**Extract provided**
· · · · · · ·
It is a great tyranny.

2nd. Up betimes, and forced to go to my Lord Mayor's, about the
business of the pressed men; and indeed I find him a mean man of
understanding and dispatch of any publick business. Thence out
of curiosity to Bridewell to see the pressed men, where there are
about 300; but so unruly that I durst not go among them: and
they have reason to be so, having been kept these three days
prisoners, with little or no victuals, and pressed out and
contrary to all course of law, without press-money, and men that
are not liable to it. Were I met with prating Colonel Cox, one
of the City collonells, heretofore a great presbyter: but to
hear how the fellow did commend himself, and the service he do
the King; and, like an asse, at Paul's did take me out of my way
on purpose to show me the gate, (the little north gate) where he
had two men shot close by him on each time, and his own hair
burnt by a bullet-shot in the insurrection of Venner, and himself
escaped. I found one of the vessels loaden with the Bridewell
birds in a great mutiny, and they would not sail, not they; but
with good words, and cajoling the ringleader into the Tower,
(where, when he was come, he was clapped up in the Hole) they
were got very quietly; but I think it is much if they do not run
the vessel on ground.
· · · · · · ·
**Records supplied**
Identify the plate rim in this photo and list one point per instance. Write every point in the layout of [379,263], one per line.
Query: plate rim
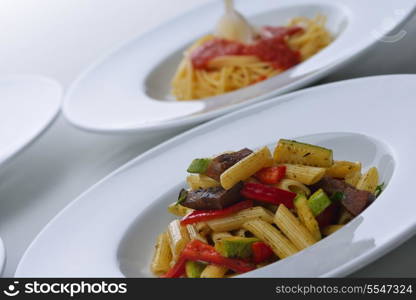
[47,122]
[198,118]
[343,270]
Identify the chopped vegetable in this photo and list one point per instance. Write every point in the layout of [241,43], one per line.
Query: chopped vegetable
[177,270]
[268,194]
[337,196]
[271,175]
[205,215]
[236,247]
[199,165]
[199,251]
[328,216]
[194,269]
[261,252]
[182,196]
[318,202]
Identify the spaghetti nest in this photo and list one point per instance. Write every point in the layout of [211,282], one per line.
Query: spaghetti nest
[232,72]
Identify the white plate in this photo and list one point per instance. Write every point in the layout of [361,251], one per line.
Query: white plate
[128,89]
[2,257]
[110,230]
[28,104]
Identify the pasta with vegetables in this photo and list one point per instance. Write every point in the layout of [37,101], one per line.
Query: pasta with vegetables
[245,209]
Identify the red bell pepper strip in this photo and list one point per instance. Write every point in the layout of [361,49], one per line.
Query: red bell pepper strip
[261,252]
[268,194]
[199,251]
[271,175]
[205,215]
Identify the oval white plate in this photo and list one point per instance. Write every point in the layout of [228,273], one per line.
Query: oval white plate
[110,230]
[128,89]
[28,104]
[2,257]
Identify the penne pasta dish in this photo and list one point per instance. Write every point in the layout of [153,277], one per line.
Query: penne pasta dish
[246,209]
[237,54]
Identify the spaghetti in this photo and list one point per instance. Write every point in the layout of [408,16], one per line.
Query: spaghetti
[214,66]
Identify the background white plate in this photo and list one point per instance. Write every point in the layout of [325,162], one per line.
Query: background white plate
[28,104]
[126,90]
[110,229]
[2,256]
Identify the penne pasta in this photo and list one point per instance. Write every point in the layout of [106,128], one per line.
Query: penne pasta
[292,228]
[246,168]
[369,181]
[178,238]
[264,231]
[214,271]
[306,216]
[340,169]
[241,232]
[203,228]
[179,210]
[162,256]
[304,174]
[331,229]
[236,220]
[194,234]
[293,186]
[199,181]
[293,152]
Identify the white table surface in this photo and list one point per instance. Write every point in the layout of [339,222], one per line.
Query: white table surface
[59,38]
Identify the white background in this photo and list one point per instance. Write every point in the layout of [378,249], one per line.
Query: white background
[59,38]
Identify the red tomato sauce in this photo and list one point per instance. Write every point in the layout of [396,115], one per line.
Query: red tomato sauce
[271,47]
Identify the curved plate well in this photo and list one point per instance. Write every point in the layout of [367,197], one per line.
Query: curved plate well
[110,230]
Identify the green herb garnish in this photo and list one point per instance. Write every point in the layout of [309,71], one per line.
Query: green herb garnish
[199,165]
[183,194]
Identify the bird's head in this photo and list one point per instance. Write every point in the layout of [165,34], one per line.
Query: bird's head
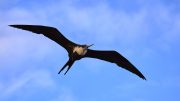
[87,46]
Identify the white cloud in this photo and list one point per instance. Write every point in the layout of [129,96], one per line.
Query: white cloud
[27,80]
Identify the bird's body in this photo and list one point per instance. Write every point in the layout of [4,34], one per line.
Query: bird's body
[80,50]
[77,51]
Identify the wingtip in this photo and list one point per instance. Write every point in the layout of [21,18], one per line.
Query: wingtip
[143,78]
[12,25]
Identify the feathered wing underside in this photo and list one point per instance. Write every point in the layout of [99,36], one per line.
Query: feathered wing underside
[49,32]
[114,57]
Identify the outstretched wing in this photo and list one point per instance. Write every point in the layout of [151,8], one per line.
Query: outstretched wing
[49,32]
[114,57]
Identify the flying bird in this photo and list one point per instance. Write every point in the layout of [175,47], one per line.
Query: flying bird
[78,51]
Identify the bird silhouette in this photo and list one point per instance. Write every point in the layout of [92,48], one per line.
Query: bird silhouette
[77,51]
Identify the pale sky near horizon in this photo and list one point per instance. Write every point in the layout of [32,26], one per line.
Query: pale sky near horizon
[146,32]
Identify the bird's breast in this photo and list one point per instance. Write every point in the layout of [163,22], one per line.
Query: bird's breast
[80,50]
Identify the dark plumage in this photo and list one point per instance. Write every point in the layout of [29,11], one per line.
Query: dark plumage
[77,51]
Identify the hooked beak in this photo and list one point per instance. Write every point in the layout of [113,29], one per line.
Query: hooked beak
[90,45]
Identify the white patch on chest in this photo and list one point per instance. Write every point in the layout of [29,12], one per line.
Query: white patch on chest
[79,50]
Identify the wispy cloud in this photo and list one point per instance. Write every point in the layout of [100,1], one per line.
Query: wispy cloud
[27,80]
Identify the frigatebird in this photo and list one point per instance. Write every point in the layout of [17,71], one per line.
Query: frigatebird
[77,51]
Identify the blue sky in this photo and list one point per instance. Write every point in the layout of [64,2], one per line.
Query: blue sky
[145,32]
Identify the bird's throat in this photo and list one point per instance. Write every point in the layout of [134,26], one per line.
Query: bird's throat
[80,50]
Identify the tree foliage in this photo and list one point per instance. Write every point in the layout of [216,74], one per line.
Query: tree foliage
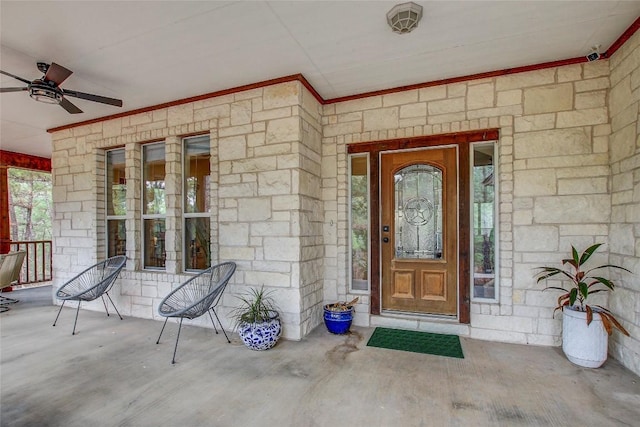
[30,204]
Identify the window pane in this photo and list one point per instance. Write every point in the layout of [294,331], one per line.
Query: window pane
[154,250]
[483,222]
[116,237]
[197,243]
[418,212]
[116,183]
[153,177]
[196,175]
[359,224]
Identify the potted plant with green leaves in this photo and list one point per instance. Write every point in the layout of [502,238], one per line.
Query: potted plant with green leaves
[585,328]
[258,320]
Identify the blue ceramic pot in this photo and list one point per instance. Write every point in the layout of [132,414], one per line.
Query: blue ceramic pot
[261,336]
[338,322]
· · · · · · ·
Answer these questions from the diary entry about the pressed men:
1. About how many pressed men were at Bridewell?
2. For how many days had the pressed men been kept prisoners?
3. Which gate did Colonel Cox show at Paul's?

1. About 300.
2. Three days.
3. The little north gate.